[Given request]: Translate this sentence from the poodle coat thread below into Spanish: "When you comb out a matted area, the hair cuticle is damaged and rough and even more prone to matting."

[Text provided]:
——

# 9 mos old Standard Poodle Coat Change / Matts



## West U (Jul 30, 2014)

LoLa's coat started to change a couple of months ago. She seems to have mats , mostly on her head and ears where the old and new hair meet. She is not combed daily, but is combed 2 or 3 times a week--not just the top hair, but next to the skin also. Mats appear within hours of her being brushed / combed. Any recommendations on a coat conditioner that can be used to help with the mats?

Thanks


----------



## loves (Jul 2, 2013)

I do hope you use some type of leave in conditioner whenever you comb her. My goto leave in is Chris Christensens Ice on Ice, Stazko makes a good one too, and there are many others out there. A lot of regular conditioners can be mixed to be used as a leave in conditioner.

When you comb out a matted area, the hair cuticle is damaged and rough and even more prone to matting. Combing/brushing dry hair can also damage it.

If the mats are close to the skin and tight, I would just shave them out, especially if they are under/behind an ear or somewhere similar where it won't be noticed.

Other than frequent grooming, bath/dry/complete brush out, and using a conditioner after every bath, about nothing else to do. Unless you take her down short. Sully went into a Miami trim when his coat change started as his neck hair was matting up, plus that is what is "disturbed" the most when he plays with the other dogs. Just took his body down once with a 7F, and then let it grow back and no more problems. 

Diligence and sweat equity in keeping a changing coat mat free.


----------



## villavilla (Jul 30, 2013)

loves said:


> Other than frequent grooming, bath/dry/complete brush out, and using a conditioner after every bath, about nothing else to do. Unless you take her down short.


Actually there is: you can get your dog corded.

That's what I decided with my Pimu (spoo) in the same phase. Less than in a year she got great cords and is a corded poodle ever since. I have her father as well, he started getting matted at the age of 13 months, is now 13 years and 5 months and still gets matted. He had cords from 7-year-old to almost 13 and it was a huge mistake to cut them off because I don't want to brush or wash such an old dog every week to keep his coat unmatted.


----------



## AngelAviary (Aug 12, 2014)

Hi I feel your frustration with the coat change, I started my own thread about Stella and my failure to keep her coat long during this mess of a time. She started her coat change at about 10 months. Thankfully I was done showing her. I brush daily, using a diluted produce like The Stuff or my own leave in conditioner (diluted 50/50) so that I dont brush dry hair. Bathing once a week and using a force air dryer to dry. You really need to brush daily, matts will seem to form if you look at them the wrong way! lol! that was the joke at work: "Dont talk in that tone of voice, you will make Stellas' hair matt!"
I ended up having her put in a Modified Lamb cut because I intend to grow her coat back out long into her show "puppy cut" because I like the long fluffy look. Are you showing her or is she a pet? If a pet I would consider shorting the coat to make things easier but you still have to brush daily, matts still form in the short hair too.


----------



## West U (Jul 30, 2014)

I've always liked the way corded poodles (dogs) look. I am bit skeptical though. Not sure about bathing, how much times is involved, how to do it, keep it up etc.

Thanks


----------



## Rachel76 (Feb 3, 2014)

——

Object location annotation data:
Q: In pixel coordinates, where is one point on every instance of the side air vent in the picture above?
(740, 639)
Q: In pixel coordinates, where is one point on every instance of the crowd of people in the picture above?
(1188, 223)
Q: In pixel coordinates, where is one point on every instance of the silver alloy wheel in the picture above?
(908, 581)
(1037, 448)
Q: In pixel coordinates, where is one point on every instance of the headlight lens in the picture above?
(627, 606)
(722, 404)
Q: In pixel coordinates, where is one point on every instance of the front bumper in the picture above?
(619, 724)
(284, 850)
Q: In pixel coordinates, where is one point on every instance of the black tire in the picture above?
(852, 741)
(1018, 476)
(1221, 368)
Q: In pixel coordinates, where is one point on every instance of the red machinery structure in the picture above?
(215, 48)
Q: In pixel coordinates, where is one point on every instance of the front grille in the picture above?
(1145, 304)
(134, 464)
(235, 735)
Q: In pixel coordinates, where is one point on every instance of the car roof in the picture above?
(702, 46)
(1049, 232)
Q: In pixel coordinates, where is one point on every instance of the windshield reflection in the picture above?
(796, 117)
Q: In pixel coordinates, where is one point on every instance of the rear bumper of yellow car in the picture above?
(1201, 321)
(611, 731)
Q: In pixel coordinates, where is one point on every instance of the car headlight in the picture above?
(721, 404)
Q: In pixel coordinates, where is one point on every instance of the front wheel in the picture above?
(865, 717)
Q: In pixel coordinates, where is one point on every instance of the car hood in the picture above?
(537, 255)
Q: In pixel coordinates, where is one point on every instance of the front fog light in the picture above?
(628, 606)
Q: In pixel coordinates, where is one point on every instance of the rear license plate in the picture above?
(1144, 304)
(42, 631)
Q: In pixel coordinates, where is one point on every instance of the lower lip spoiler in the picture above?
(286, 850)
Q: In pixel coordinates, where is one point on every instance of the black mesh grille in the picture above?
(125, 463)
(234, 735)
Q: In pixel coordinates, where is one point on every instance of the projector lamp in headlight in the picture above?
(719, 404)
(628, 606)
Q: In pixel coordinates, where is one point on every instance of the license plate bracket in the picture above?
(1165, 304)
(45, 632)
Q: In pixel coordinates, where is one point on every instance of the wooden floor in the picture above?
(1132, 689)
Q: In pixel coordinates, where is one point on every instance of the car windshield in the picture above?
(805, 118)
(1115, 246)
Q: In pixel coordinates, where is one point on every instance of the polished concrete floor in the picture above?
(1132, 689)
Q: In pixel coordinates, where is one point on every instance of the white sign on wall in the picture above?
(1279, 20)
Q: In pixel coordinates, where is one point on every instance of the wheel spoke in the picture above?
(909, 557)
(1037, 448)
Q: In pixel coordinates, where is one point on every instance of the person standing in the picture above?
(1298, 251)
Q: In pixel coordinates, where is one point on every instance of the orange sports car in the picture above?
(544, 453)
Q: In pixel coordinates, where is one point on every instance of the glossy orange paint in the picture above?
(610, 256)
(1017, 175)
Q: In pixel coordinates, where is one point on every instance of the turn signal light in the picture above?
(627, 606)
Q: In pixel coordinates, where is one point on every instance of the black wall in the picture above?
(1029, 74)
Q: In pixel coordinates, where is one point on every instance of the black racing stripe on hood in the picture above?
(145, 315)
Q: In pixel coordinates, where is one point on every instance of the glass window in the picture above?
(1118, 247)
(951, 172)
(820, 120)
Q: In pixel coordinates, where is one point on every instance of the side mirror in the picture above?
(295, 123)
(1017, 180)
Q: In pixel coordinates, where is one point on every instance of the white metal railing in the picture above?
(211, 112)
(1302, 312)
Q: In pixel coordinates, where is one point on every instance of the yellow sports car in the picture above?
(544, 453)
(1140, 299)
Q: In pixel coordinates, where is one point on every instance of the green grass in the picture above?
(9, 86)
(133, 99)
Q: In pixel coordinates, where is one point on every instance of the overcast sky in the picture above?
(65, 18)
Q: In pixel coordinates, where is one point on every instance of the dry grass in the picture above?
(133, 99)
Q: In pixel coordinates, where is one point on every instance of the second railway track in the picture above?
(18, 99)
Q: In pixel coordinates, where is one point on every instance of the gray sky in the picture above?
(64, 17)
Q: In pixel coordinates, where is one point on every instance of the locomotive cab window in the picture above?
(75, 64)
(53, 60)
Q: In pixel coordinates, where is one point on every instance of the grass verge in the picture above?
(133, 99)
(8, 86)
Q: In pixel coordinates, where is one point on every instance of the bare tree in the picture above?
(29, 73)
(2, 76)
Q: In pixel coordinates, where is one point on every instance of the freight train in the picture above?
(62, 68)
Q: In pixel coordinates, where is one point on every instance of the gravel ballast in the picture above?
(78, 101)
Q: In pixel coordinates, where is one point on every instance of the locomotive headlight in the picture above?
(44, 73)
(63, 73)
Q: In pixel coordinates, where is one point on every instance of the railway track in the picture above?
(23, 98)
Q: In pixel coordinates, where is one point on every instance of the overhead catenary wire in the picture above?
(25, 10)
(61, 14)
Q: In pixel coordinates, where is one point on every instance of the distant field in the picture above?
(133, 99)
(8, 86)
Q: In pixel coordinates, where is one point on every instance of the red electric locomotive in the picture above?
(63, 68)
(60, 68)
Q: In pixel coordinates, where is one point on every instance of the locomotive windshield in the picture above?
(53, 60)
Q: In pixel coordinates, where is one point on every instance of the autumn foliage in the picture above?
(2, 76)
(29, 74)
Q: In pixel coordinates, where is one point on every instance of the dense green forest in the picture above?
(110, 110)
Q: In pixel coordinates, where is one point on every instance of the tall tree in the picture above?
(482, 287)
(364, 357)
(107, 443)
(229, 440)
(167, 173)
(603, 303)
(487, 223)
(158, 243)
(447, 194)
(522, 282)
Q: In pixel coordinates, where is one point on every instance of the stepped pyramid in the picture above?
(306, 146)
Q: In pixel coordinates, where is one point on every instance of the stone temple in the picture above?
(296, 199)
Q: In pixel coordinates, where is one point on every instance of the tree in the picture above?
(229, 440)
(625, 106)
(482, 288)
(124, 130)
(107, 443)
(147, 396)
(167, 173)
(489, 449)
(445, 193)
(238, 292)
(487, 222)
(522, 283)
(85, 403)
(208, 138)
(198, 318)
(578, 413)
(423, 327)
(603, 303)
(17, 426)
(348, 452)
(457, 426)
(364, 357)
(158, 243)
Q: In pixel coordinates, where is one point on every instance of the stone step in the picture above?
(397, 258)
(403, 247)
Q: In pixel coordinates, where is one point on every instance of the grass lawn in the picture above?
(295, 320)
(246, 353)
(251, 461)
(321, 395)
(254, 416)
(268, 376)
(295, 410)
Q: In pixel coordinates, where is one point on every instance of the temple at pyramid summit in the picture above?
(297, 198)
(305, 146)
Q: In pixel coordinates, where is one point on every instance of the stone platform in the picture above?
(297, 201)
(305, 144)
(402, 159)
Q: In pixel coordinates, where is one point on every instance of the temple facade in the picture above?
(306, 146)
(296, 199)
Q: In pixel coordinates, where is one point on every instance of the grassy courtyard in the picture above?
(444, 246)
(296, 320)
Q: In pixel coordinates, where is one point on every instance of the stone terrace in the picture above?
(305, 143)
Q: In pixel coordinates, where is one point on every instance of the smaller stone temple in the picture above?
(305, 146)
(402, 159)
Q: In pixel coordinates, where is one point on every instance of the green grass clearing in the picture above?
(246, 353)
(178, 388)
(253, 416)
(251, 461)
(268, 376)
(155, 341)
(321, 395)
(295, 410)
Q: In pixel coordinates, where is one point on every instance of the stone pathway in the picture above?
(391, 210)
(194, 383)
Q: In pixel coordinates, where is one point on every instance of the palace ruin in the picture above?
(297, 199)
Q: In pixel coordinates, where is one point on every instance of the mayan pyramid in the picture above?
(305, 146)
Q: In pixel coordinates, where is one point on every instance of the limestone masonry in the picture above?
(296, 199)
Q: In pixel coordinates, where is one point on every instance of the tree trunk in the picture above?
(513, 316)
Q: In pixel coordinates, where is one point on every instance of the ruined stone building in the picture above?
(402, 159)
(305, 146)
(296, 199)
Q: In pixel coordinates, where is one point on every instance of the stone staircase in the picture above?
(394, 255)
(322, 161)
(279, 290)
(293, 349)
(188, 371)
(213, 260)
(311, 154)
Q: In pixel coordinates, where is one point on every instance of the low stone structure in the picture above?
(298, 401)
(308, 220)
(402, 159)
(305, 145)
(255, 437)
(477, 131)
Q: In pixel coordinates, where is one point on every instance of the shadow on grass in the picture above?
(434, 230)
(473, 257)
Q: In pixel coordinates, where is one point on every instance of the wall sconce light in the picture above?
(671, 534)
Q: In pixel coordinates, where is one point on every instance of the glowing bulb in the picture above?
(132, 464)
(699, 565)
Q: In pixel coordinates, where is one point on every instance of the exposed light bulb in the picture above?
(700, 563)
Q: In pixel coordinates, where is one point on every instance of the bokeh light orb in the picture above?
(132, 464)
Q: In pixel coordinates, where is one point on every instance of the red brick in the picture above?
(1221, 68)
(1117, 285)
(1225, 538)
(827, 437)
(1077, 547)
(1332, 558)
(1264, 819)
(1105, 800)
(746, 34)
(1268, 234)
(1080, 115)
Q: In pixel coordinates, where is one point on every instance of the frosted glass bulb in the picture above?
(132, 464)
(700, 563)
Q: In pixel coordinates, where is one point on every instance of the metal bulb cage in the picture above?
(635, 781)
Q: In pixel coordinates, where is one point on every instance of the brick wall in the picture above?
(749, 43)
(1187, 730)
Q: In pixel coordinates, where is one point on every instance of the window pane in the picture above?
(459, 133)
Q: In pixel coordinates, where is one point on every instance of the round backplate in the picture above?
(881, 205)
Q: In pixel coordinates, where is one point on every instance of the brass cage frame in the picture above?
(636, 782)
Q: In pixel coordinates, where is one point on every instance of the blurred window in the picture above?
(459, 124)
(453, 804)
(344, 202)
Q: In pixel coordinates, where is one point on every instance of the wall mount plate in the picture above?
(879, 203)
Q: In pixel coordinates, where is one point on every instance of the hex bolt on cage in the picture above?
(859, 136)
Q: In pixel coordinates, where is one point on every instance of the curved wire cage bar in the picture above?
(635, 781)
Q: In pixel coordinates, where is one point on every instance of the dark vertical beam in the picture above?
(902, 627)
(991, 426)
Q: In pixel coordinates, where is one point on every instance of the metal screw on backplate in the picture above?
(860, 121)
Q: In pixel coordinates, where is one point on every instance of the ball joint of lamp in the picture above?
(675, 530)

——

[Output for this exercise]: Cuando desenredas una zona apelmazada, la cutícula del pelo queda dañada y áspera, y aún más propensa a enredarse.